━━ Provided data ━━

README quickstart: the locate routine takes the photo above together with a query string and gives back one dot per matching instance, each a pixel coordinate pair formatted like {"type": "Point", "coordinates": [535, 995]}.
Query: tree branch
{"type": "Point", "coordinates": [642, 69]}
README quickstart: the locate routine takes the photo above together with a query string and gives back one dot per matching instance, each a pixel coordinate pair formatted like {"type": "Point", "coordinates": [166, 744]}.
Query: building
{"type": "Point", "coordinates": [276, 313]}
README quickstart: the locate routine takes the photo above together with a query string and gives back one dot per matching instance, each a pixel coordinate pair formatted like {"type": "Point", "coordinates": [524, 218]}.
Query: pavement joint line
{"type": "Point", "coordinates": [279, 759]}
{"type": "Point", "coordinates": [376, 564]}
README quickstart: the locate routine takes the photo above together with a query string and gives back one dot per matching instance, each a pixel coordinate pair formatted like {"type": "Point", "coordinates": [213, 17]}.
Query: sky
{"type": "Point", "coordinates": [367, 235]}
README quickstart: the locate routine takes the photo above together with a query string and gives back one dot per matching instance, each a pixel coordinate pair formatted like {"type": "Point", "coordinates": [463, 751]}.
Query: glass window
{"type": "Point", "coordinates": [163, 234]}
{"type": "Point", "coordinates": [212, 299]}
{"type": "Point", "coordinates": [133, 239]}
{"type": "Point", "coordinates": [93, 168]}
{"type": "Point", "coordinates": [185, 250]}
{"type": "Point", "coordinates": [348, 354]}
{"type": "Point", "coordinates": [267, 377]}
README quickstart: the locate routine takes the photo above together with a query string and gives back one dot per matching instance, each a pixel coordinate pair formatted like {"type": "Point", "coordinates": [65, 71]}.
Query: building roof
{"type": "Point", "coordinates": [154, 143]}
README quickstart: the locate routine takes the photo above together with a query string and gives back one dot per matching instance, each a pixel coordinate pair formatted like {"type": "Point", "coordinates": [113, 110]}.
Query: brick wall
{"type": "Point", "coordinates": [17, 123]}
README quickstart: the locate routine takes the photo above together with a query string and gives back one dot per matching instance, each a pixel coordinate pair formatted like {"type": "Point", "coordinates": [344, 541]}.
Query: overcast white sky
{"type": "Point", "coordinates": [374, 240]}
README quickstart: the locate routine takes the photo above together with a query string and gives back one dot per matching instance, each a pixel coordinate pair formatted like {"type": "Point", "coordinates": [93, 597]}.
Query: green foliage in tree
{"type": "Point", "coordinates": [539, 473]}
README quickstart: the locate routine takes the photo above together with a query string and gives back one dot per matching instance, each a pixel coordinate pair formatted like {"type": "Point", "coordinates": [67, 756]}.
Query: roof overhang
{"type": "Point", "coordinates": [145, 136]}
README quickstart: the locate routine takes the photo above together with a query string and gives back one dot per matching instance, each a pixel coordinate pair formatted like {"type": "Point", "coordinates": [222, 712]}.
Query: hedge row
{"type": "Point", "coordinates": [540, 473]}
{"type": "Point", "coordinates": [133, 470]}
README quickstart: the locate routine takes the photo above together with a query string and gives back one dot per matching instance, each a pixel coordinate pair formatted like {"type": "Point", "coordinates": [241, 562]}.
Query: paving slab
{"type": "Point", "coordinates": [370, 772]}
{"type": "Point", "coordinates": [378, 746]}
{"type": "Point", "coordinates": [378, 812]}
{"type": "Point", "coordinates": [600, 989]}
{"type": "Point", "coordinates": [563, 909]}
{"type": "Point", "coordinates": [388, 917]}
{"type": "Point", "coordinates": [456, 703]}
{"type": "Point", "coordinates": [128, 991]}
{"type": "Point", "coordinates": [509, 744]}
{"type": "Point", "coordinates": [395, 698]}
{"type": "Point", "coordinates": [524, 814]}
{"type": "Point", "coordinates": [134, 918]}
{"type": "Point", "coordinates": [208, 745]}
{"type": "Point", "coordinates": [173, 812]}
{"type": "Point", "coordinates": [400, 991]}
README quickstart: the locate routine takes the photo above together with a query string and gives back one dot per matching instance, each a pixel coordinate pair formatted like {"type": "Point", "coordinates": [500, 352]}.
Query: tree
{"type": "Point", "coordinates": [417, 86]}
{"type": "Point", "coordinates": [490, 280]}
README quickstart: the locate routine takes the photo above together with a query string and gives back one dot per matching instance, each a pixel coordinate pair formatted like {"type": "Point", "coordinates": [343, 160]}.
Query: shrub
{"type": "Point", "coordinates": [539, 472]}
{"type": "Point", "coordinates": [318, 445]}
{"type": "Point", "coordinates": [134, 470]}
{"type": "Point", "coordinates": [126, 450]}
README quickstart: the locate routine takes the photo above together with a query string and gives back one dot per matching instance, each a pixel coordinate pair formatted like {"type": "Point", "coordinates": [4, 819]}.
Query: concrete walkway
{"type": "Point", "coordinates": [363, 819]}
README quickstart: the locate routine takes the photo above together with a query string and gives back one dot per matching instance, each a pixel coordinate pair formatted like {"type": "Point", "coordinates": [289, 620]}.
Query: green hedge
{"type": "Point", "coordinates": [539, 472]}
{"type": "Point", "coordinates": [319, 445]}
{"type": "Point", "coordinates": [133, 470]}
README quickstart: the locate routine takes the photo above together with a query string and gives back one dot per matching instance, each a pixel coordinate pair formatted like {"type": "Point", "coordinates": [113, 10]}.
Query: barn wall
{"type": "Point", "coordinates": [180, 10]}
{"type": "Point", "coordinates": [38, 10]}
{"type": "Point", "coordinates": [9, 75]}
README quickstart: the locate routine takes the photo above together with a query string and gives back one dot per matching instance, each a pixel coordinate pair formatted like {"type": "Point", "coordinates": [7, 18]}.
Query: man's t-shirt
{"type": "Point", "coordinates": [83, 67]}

━━━

What to produce →
Transcribe all of the records above without altering anything.

Answer area →
README quickstart: the locate routine takes the photo above together with a query string and gives back one dot per matching instance, each a pixel coordinate pair formatted like {"type": "Point", "coordinates": [535, 995]}.
Query: tree branch
{"type": "Point", "coordinates": [642, 69]}
README quickstart: the locate routine takes the photo above together with a query string and gives back one dot per matching instance, each a pixel coordinate pair formatted like {"type": "Point", "coordinates": [166, 744]}.
Query: building
{"type": "Point", "coordinates": [276, 313]}
README quickstart: the locate routine takes the photo above together with a query string and gives back one dot per matching instance, each a pixel coordinate pair formatted like {"type": "Point", "coordinates": [524, 218]}.
Query: pavement joint line
{"type": "Point", "coordinates": [279, 759]}
{"type": "Point", "coordinates": [376, 564]}
README quickstart: the locate routine takes the photo above together with a query string and gives back one dot per matching instance, each a pixel coordinate pair formatted like {"type": "Point", "coordinates": [213, 17]}.
Query: sky
{"type": "Point", "coordinates": [367, 235]}
README quickstart: the locate routine takes the photo above together with a query string and gives back one dot per matching instance, each a pixel coordinate pair formatted like {"type": "Point", "coordinates": [463, 751]}.
Query: glass window
{"type": "Point", "coordinates": [163, 234]}
{"type": "Point", "coordinates": [212, 299]}
{"type": "Point", "coordinates": [133, 239]}
{"type": "Point", "coordinates": [93, 168]}
{"type": "Point", "coordinates": [185, 250]}
{"type": "Point", "coordinates": [348, 354]}
{"type": "Point", "coordinates": [267, 377]}
README quickstart: the locate routine takes the photo above together with a query string and gives back one dot per matching instance, each a pixel coordinate pair formatted like {"type": "Point", "coordinates": [65, 71]}.
Query: building roof
{"type": "Point", "coordinates": [154, 143]}
README quickstart: the locate routine takes the photo above together with a query string and gives back one dot per matching instance, each a pixel coordinate pair formatted like {"type": "Point", "coordinates": [113, 110]}.
Query: brick wall
{"type": "Point", "coordinates": [17, 123]}
README quickstart: the locate routine takes the photo above together with a query string and gives back one dot per matching instance, each a pixel coordinate pair formatted like {"type": "Point", "coordinates": [344, 541]}.
Query: overcast white sky
{"type": "Point", "coordinates": [374, 240]}
README quickstart: the locate routine takes the photo above together with a query string and gives back one dot per matching instance, each a pixel coordinate pair formatted like {"type": "Point", "coordinates": [93, 597]}.
Query: green foliage in tree
{"type": "Point", "coordinates": [539, 473]}
README quickstart: the locate routine takes the photo above together with a query string and gives back one dot per matching instance, each a pixel coordinate pair formatted like {"type": "Point", "coordinates": [67, 756]}.
Query: roof overhang
{"type": "Point", "coordinates": [145, 136]}
README quickstart: the locate routine takes the photo above together with a query string and gives back one dot per matching instance, each a pixel coordinate pair formatted like {"type": "Point", "coordinates": [222, 712]}.
Query: hedge row
{"type": "Point", "coordinates": [540, 473]}
{"type": "Point", "coordinates": [133, 470]}
README quickstart: the locate routine takes the photo above together with a query string and gives back one dot per matching instance, each a pixel coordinate pair formatted like {"type": "Point", "coordinates": [241, 562]}.
Query: paving slab
{"type": "Point", "coordinates": [370, 772]}
{"type": "Point", "coordinates": [378, 746]}
{"type": "Point", "coordinates": [378, 812]}
{"type": "Point", "coordinates": [600, 989]}
{"type": "Point", "coordinates": [563, 909]}
{"type": "Point", "coordinates": [388, 917]}
{"type": "Point", "coordinates": [456, 703]}
{"type": "Point", "coordinates": [128, 991]}
{"type": "Point", "coordinates": [509, 744]}
{"type": "Point", "coordinates": [395, 698]}
{"type": "Point", "coordinates": [524, 814]}
{"type": "Point", "coordinates": [134, 918]}
{"type": "Point", "coordinates": [208, 745]}
{"type": "Point", "coordinates": [173, 812]}
{"type": "Point", "coordinates": [400, 991]}
README quickstart: the locate routine takes the photo above together with a query string and gives back one dot per matching instance, each a pixel coordinate pair formatted like {"type": "Point", "coordinates": [500, 352]}.
Query: tree
{"type": "Point", "coordinates": [417, 86]}
{"type": "Point", "coordinates": [490, 280]}
README quickstart: the locate routine takes the photo above together with a query string and gives back one dot per matching instance, each a pixel coordinate pair formatted like {"type": "Point", "coordinates": [343, 160]}.
Query: shrub
{"type": "Point", "coordinates": [539, 472]}
{"type": "Point", "coordinates": [318, 445]}
{"type": "Point", "coordinates": [134, 470]}
{"type": "Point", "coordinates": [126, 450]}
README quickstart: the locate routine takes the photo above together with a query string and gives back one dot per matching instance, each a pixel coordinate pair formatted like {"type": "Point", "coordinates": [4, 819]}.
Query: concrete walkway
{"type": "Point", "coordinates": [363, 819]}
README quickstart: the locate routine takes the photo above together with a query string and gives back one dot per matching instance, each a pixel coordinate pair formatted like {"type": "Point", "coordinates": [289, 620]}.
Query: green hedge
{"type": "Point", "coordinates": [539, 472]}
{"type": "Point", "coordinates": [319, 445]}
{"type": "Point", "coordinates": [133, 470]}
README quickstart: the locate routine takes the photo above together with a query string and gives back one dot per matching instance, each a pixel coordinate pair formatted like {"type": "Point", "coordinates": [113, 10]}.
Query: barn wall
{"type": "Point", "coordinates": [180, 10]}
{"type": "Point", "coordinates": [38, 10]}
{"type": "Point", "coordinates": [9, 75]}
README quickstart: the locate routine takes the photo above together with a query string and gives back one dot per matching instance, each a pixel coordinate pair formatted like {"type": "Point", "coordinates": [7, 18]}.
Query: man's t-shirt
{"type": "Point", "coordinates": [83, 67]}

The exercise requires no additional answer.